Instruction:
Copy out all of the material below, replacing each occurrence of "tree trunk" with "tree stem" and changing nothing else.

[Source material]
· · · ·
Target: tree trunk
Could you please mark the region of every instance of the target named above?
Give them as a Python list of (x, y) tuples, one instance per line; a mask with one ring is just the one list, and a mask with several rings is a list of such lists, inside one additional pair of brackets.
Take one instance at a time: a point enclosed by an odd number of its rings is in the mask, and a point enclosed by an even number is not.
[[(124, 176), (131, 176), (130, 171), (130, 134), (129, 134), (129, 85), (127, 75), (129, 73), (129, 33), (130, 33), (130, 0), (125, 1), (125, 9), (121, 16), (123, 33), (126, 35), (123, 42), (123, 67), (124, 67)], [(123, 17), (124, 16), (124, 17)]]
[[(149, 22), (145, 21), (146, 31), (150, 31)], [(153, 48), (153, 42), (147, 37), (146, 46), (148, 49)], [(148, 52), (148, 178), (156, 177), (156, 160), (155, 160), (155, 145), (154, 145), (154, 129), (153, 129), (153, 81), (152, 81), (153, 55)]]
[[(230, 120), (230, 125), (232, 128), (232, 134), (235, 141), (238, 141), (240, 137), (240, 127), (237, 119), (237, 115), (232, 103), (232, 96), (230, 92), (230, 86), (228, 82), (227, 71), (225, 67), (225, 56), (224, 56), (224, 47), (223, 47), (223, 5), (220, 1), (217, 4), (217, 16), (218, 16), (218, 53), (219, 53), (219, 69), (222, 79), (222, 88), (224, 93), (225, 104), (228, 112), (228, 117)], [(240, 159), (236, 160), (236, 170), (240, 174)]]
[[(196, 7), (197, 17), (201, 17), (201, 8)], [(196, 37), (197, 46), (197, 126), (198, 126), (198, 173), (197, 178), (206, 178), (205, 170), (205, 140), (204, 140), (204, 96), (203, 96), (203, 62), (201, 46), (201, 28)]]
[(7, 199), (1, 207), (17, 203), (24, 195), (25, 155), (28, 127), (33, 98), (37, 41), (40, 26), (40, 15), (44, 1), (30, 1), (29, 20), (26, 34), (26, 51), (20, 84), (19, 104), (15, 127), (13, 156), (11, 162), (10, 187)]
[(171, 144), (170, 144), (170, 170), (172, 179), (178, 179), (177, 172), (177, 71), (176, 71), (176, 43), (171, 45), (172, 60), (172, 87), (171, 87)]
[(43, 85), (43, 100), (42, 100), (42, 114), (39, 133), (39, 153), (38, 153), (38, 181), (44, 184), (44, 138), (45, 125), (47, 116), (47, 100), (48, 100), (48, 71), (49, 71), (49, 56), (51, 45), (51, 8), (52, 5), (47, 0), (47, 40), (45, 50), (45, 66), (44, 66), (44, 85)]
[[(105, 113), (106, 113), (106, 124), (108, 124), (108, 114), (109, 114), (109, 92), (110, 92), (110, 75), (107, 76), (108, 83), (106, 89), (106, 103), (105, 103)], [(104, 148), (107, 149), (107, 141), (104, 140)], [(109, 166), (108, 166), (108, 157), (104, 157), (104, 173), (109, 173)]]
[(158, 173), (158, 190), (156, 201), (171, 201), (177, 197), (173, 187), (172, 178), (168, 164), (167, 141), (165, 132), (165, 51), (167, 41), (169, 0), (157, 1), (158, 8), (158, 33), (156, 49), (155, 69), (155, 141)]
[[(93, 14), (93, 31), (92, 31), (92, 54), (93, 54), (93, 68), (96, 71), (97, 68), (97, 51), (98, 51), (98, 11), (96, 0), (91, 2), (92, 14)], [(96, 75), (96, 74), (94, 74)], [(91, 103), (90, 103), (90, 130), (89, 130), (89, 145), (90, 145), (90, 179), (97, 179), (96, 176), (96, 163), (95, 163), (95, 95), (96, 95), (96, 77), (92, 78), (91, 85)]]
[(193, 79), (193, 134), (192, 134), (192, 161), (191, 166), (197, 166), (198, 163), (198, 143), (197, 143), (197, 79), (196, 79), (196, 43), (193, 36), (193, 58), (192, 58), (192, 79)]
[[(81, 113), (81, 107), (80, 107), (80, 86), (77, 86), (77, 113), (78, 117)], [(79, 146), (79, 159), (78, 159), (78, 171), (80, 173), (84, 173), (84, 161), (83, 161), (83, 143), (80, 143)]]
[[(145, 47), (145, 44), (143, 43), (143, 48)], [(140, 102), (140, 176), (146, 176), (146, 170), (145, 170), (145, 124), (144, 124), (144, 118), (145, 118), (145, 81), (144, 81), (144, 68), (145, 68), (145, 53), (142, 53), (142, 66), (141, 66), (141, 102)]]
· · · ·
The reply:
Target: tree stem
Could you please mark the region of every instance of the target named above?
Give them as a Python list of (x, y) tuples, one instance per line; a mask with one ring is just the one list, and a mask with several rings is a list of such lists, inside one additional pair of brackets.
Take one instance at a time: a point enclosed by an odd number of its rings is in the mask, and a point enclosed by an even number is not.
[[(124, 176), (131, 176), (130, 171), (130, 134), (129, 134), (129, 85), (127, 75), (129, 73), (129, 33), (130, 33), (130, 0), (125, 1), (125, 9), (121, 16), (123, 33), (126, 35), (123, 42), (123, 67), (124, 67)], [(123, 17), (124, 16), (124, 17)]]
[[(149, 22), (145, 21), (146, 31), (150, 31)], [(153, 48), (153, 42), (147, 37), (146, 46), (148, 49)], [(148, 52), (148, 178), (156, 177), (156, 160), (155, 160), (155, 145), (154, 145), (154, 129), (153, 129), (153, 81), (152, 81), (153, 55)]]
[[(230, 120), (230, 125), (232, 128), (232, 134), (235, 141), (238, 141), (240, 137), (240, 127), (237, 119), (237, 115), (232, 103), (232, 96), (230, 92), (230, 86), (228, 82), (227, 71), (225, 67), (225, 56), (224, 56), (224, 47), (223, 47), (223, 5), (220, 1), (217, 4), (217, 16), (218, 16), (218, 53), (219, 53), (219, 69), (222, 79), (222, 88), (224, 93), (225, 104), (228, 112), (228, 117)], [(240, 159), (236, 160), (236, 170), (240, 174)]]
[[(196, 7), (197, 17), (201, 17), (201, 8)], [(196, 37), (197, 46), (197, 126), (198, 126), (198, 173), (197, 178), (206, 178), (205, 170), (205, 140), (204, 140), (204, 96), (203, 96), (203, 62), (201, 46), (201, 28)]]
[(7, 199), (1, 207), (17, 203), (24, 195), (25, 155), (28, 127), (33, 98), (37, 41), (40, 26), (40, 15), (44, 1), (30, 1), (29, 20), (26, 34), (26, 51), (20, 84), (19, 104), (15, 127), (13, 156), (11, 162), (10, 187)]
[(171, 144), (170, 144), (170, 170), (172, 179), (178, 179), (177, 172), (177, 71), (176, 71), (176, 43), (171, 45), (172, 60), (172, 87), (171, 87)]
[(43, 85), (43, 100), (42, 100), (42, 114), (39, 133), (39, 153), (38, 153), (38, 181), (44, 184), (44, 138), (45, 125), (47, 116), (47, 100), (48, 100), (48, 71), (49, 71), (49, 56), (51, 45), (51, 8), (52, 5), (47, 0), (47, 40), (45, 50), (45, 66), (44, 66), (44, 85)]
[[(105, 113), (106, 113), (106, 124), (108, 124), (108, 114), (109, 114), (109, 92), (110, 92), (110, 75), (107, 76), (108, 83), (106, 89), (106, 103), (105, 103)], [(104, 148), (107, 149), (107, 141), (104, 140)], [(109, 166), (108, 166), (108, 157), (104, 157), (104, 173), (109, 173)]]
[(158, 173), (158, 190), (156, 201), (171, 201), (177, 197), (173, 187), (172, 178), (168, 164), (167, 141), (165, 132), (165, 51), (167, 41), (169, 0), (157, 1), (158, 8), (158, 33), (156, 49), (155, 69), (155, 141)]
[[(93, 14), (93, 31), (92, 31), (92, 54), (93, 54), (93, 68), (96, 71), (97, 68), (97, 51), (98, 51), (98, 11), (96, 0), (91, 2), (92, 14)], [(96, 75), (96, 74), (94, 74)], [(91, 103), (90, 103), (90, 130), (89, 130), (89, 145), (90, 145), (90, 179), (97, 179), (96, 176), (96, 163), (95, 163), (95, 95), (96, 95), (96, 77), (92, 78), (91, 85)]]
[(193, 79), (193, 134), (192, 134), (192, 161), (191, 166), (197, 166), (198, 163), (198, 143), (197, 143), (197, 79), (196, 79), (196, 43), (193, 36), (193, 58), (192, 58), (192, 79)]
[[(81, 113), (81, 107), (80, 107), (80, 86), (77, 86), (77, 113), (78, 117)], [(79, 146), (79, 159), (78, 159), (78, 171), (80, 173), (84, 173), (84, 161), (83, 161), (83, 143), (80, 143)]]
[[(145, 47), (145, 44), (143, 43), (143, 48)], [(140, 102), (140, 176), (146, 176), (146, 170), (145, 170), (145, 124), (144, 124), (144, 118), (145, 118), (145, 81), (144, 81), (144, 68), (145, 68), (145, 53), (142, 53), (142, 66), (141, 66), (141, 102)]]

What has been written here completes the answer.